- INFORMATION SHOWN -
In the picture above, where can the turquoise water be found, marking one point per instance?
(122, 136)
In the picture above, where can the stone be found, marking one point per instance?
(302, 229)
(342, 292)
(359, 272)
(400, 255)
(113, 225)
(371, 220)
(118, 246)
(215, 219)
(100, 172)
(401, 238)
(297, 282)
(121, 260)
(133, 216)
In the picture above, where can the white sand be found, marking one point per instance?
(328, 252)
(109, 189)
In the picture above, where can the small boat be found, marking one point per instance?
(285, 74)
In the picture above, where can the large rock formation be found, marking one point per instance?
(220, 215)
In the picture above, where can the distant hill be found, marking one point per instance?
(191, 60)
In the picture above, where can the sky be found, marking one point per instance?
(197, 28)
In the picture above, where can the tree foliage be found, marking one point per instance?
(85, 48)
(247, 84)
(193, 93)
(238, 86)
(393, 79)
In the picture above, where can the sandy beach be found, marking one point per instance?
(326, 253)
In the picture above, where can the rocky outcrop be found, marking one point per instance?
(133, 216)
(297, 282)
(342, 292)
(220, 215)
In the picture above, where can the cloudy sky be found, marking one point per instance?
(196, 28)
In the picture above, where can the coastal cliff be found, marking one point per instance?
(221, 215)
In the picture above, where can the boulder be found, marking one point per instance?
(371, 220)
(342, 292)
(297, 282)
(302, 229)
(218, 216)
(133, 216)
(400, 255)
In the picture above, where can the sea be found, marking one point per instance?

- THE TASK -
Every record should be repeated exactly; please leave none out.

- REPLY TO THE EXERCISE -
In the picture above, where can the turquoise water be found, marking one point per instance?
(122, 136)
In the picture above, where can the stone be found, marking one point per instance?
(302, 229)
(342, 292)
(359, 272)
(400, 255)
(113, 225)
(371, 220)
(118, 246)
(215, 219)
(100, 172)
(401, 238)
(297, 282)
(121, 260)
(133, 216)
In the picture above, where can the white sand be found, marking one point per instance?
(328, 252)
(109, 189)
In the picture above, where can the small boat be found, marking one point per instance?
(285, 74)
In the picture above, where can the large rock formation be found, marking one point per instance?
(220, 215)
In the picture above, where can the distant hill be found, marking one point per instance?
(191, 60)
In the picture above, where can the sky be found, marking one point per instance?
(197, 28)
In the picture above, where can the tree foliage be found, marking one point per instance?
(85, 48)
(247, 84)
(193, 93)
(238, 86)
(393, 79)
In the picture above, where can the sandy beach be found, marking one point per instance?
(326, 253)
In the picture above, where can the rocky outcrop be found, marking one point per instance?
(133, 216)
(297, 282)
(342, 292)
(220, 215)
In the picture above, where can the cloudy sky be found, marking one point per instance?
(196, 28)
In the picture above, where can the coastal cliff be found, marking one point per instance?
(221, 215)
In the picture above, where can the boulder be found, marking one point per instance?
(371, 220)
(342, 292)
(297, 282)
(302, 229)
(218, 216)
(133, 216)
(400, 255)
In the picture above, where can the sea be found, marking one point per instance?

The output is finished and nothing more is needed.